Recorded data:
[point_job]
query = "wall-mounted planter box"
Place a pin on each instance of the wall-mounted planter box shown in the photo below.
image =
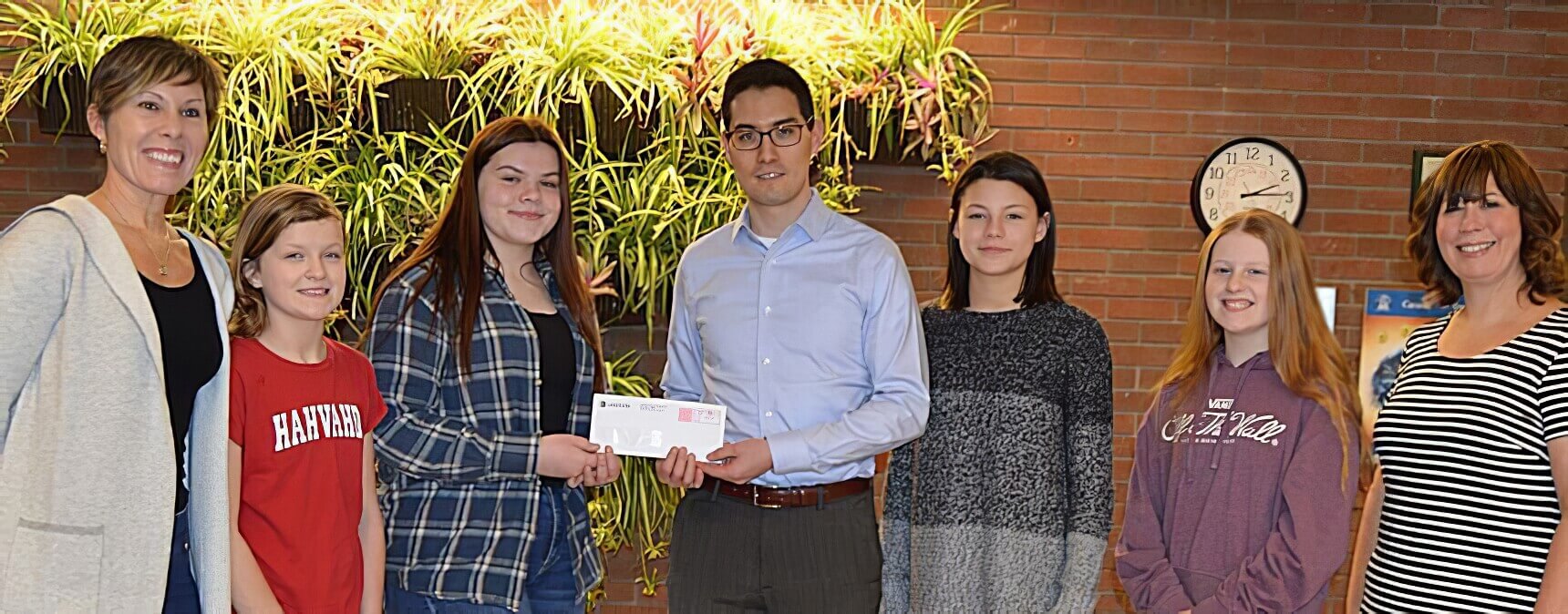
(618, 138)
(63, 107)
(890, 141)
(414, 104)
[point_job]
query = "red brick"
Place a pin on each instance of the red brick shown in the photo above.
(1471, 63)
(1047, 47)
(1082, 72)
(1437, 85)
(1300, 80)
(1404, 15)
(1018, 117)
(1326, 150)
(1192, 52)
(1182, 145)
(1087, 26)
(1313, 104)
(1016, 22)
(1119, 49)
(1082, 118)
(1506, 88)
(1366, 174)
(1365, 128)
(1234, 124)
(1554, 21)
(1158, 28)
(1402, 61)
(1119, 143)
(1261, 102)
(1153, 121)
(1263, 10)
(986, 45)
(1333, 13)
(1437, 38)
(1474, 17)
(1047, 95)
(1117, 96)
(1365, 83)
(1391, 107)
(1511, 41)
(1154, 74)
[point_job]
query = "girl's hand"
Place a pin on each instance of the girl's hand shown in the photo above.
(565, 456)
(603, 468)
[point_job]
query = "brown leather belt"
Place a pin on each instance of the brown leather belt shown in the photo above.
(789, 496)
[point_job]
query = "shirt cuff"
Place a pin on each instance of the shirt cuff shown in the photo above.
(790, 452)
(516, 456)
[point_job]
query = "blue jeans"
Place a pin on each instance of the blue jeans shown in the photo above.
(552, 581)
(179, 594)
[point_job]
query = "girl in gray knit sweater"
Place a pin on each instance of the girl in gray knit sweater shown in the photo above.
(1004, 505)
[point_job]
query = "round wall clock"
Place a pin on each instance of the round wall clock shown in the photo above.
(1248, 172)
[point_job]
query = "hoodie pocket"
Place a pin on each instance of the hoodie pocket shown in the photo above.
(52, 568)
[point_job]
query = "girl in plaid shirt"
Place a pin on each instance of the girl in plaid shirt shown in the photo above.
(487, 352)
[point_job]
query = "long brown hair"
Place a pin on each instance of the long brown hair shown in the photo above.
(1461, 178)
(457, 246)
(1040, 281)
(1305, 353)
(268, 213)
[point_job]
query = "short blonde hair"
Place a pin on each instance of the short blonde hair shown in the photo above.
(268, 213)
(139, 63)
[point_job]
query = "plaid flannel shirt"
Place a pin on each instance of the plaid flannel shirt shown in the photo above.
(459, 455)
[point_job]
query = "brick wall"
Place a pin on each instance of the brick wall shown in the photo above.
(1119, 100)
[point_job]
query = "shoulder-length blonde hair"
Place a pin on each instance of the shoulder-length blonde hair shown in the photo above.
(1304, 352)
(263, 221)
(1461, 178)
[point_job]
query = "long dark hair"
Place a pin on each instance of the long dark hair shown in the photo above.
(1040, 282)
(457, 246)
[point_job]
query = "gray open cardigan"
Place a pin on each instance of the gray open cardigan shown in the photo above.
(85, 452)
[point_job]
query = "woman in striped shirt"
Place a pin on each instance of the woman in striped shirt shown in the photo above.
(1471, 445)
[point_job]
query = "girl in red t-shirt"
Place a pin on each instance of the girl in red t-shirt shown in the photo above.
(306, 528)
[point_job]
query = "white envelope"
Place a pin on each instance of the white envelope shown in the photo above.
(637, 426)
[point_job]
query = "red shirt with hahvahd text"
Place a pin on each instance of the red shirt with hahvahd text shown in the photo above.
(302, 479)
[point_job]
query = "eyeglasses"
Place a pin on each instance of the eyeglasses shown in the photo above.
(786, 135)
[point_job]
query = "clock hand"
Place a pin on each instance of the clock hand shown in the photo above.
(1261, 191)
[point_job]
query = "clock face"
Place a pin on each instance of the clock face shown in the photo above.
(1248, 172)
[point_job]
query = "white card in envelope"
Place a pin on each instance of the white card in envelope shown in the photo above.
(637, 426)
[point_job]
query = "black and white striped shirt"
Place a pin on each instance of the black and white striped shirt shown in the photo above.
(1470, 507)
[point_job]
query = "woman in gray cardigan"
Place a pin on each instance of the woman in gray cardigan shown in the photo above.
(115, 374)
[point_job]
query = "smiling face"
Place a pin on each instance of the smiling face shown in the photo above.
(1236, 287)
(521, 195)
(997, 228)
(302, 274)
(154, 138)
(1480, 239)
(772, 176)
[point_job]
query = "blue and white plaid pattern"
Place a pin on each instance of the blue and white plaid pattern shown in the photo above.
(459, 455)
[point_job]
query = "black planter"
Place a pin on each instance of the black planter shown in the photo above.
(63, 106)
(618, 138)
(890, 141)
(414, 104)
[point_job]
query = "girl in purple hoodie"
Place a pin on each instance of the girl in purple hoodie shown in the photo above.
(1245, 467)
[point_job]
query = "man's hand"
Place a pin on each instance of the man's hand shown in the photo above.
(740, 463)
(679, 468)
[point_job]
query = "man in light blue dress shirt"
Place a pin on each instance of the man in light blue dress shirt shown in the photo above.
(805, 324)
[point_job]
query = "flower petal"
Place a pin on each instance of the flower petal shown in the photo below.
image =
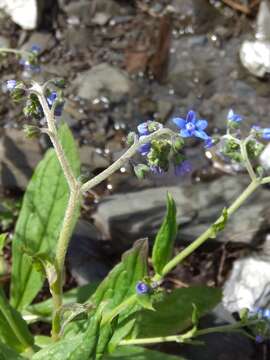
(201, 134)
(201, 124)
(185, 133)
(179, 122)
(191, 116)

Given problem: Repeat each line of the records above exactly, but do not copy the pictures.

Completed exercise:
[point_job]
query = "wall-mounted planter box"
Place a pin on each instance of the wall-mounted planter box shown in the photo below.
image =
(618, 138)
(63, 107)
(890, 141)
(414, 104)
[point_job]
query = "red brick"
Place a pin on each instance of the red brick shown in the photo above.
(1471, 63)
(1047, 47)
(1082, 72)
(1437, 85)
(1300, 80)
(1404, 15)
(1018, 117)
(1326, 150)
(1192, 52)
(1182, 145)
(1087, 26)
(1313, 104)
(1016, 22)
(1119, 49)
(1082, 118)
(1506, 88)
(1366, 174)
(1365, 128)
(1234, 124)
(1554, 21)
(1158, 28)
(1402, 61)
(1119, 143)
(1261, 102)
(1153, 121)
(1263, 10)
(986, 45)
(1333, 13)
(1437, 38)
(1474, 17)
(1047, 95)
(1117, 96)
(1365, 83)
(1391, 107)
(1511, 41)
(1154, 74)
[point_job]
query = "girl's hand"
Place a pin on each instance of the girl's hand shown in the photo above.
(565, 456)
(603, 468)
[point_job]
query = "brown leather belt"
Place a pin on each instance of the brown leather belt shown in the photo above.
(789, 496)
[point_job]
query = "shirt cuff"
Place a pin on each instance of the shirt cuff shown in the photo above.
(790, 452)
(516, 456)
[point_job]
query = "blue jeans"
Place a pin on each instance of the blue jeans shown in the photo above.
(552, 581)
(179, 594)
[point_job]
query = "girl in gray knit sweater"
Place a pin on each instance of the girl in gray knit sweater shown in the photo above.
(1004, 505)
[point_job]
query = "round wall clock"
Place a pin on each instance of the round wall clock shown in the photo above.
(1248, 172)
[point_job]
query = "hoodie pocket"
Place a pin on each instance of the hoodie pocket shown in the photo above.
(52, 568)
[point_job]
query = "girl in plaid shirt"
Place a pin on each instance of the girl in plaid shirt shown in the photo above.
(487, 352)
[point_job]
query = "long brown hair"
Place a pin on each instance of the long brown hair shown in the photo above.
(1461, 178)
(457, 246)
(1040, 281)
(1305, 353)
(268, 213)
[point_job]
query = "short blonde hair"
Place a pin on each instance of the short blonde hair shown in the photo above.
(268, 213)
(139, 63)
[point_job]
query = "plaid flannel shirt"
Place a pin on each instance of the plaid flannel shirt shown in the photo above.
(459, 455)
[point_job]
query = "brick wall"
Place a pin on each instance of the brick wall shown in the photo above.
(1119, 100)
[point_job]
query = "shoulder-length blonde hair"
Place a pin on each instance of the shoulder-length blonde hair shown in the photo above.
(1304, 352)
(263, 221)
(1461, 178)
[point_job]
query = "long dark hair"
Place a pin on each instance of the long dark hair shown in the photo above.
(1040, 282)
(457, 246)
[point_job]
query = "gray open cardigan"
Place a pin on each instance of the gray open cardigan shown in the photo above.
(85, 452)
[point_job]
query = "woman in striped shirt"
Place a pin on each instance of the woman in striped shirt shown in the photo above.
(1471, 445)
[point_job]
query = "girl in red t-shirt"
Place a pin on each instance of the girl in red t-shirt shown in the photo above.
(306, 528)
[point_job]
query = "white envelope"
Place a pin on each instance of the white envelope shown in the photo above.
(637, 426)
[point_job]
query = "red shirt with hahvahd text"
Place a pin on each instance of the red shirt with hahvahd text shown in the photo above.
(302, 479)
[point_job]
query = "eyeglasses"
Place a pin on each instance of the eyeglasses shown in the photo above.
(786, 135)
[point_job]
query = "clock hand"
Place a pin on each instance of the clock hand shown in the photo above.
(1261, 191)
[point_job]
query = "clock face"
Place a pin on each instance of the clock face shown in the photo above.
(1248, 172)
[point_job]
query = "white card in envelope"
Place a pin on each instance of the white card in envelope shown in the photo above.
(637, 426)
[point_job]
query = "black and white striped shirt"
Place a pin on each instance of the black and white striped shirt shown in the photo above.
(1470, 507)
[point_job]
query = "woman in gray cardigan"
Place a pin on each instance of the woman in gray cardigan shown in the photo above.
(115, 374)
[point_job]
query = "smiling face"
Place a pin on each instance of the smiling face shown in the photo above.
(1236, 287)
(521, 195)
(997, 228)
(302, 274)
(154, 138)
(1480, 239)
(772, 176)
[point_job]
query = "blue and white plaid pattern"
Place a pin on each instance of the blue and white plaid pattern shown in the photo above.
(459, 455)
[point_job]
query = "black planter"
Place a pin on each instance of the black planter shown in the photo above.
(63, 106)
(618, 138)
(890, 141)
(414, 104)
[point_job]
query = "girl in purple hoodie"
Place a pin on each instance of the girl in purple hoodie shown in the photo above.
(1245, 467)
[point_job]
query = "man's hand"
Place a pin on each instance of the man's hand shown in the photo above.
(740, 463)
(679, 468)
[point_job]
query = "man in light blue dress shirt"
Place a pin on each instance of the man in light blue dress shirt shown in the photo above.
(805, 324)
[point_job]
query = "flower petal"
Place a pin on each instance of the flower petal shown in the photo below.
image =
(201, 134)
(201, 124)
(185, 133)
(179, 122)
(191, 116)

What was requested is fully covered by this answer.